(Stored items)
○ ○ ○

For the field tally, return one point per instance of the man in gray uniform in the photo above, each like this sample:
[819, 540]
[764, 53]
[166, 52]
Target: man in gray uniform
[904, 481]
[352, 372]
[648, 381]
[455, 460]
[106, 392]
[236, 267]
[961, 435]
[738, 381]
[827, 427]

○ ○ ○

Aim - All of the entries above must be quoted exactly.

Response -
For the field tally, return one point per instance of the man in gray uniform in the photo above, each like this sample:
[819, 540]
[764, 53]
[166, 52]
Target: man in gray uniform
[904, 481]
[352, 372]
[648, 381]
[455, 460]
[106, 392]
[236, 267]
[961, 435]
[738, 381]
[827, 427]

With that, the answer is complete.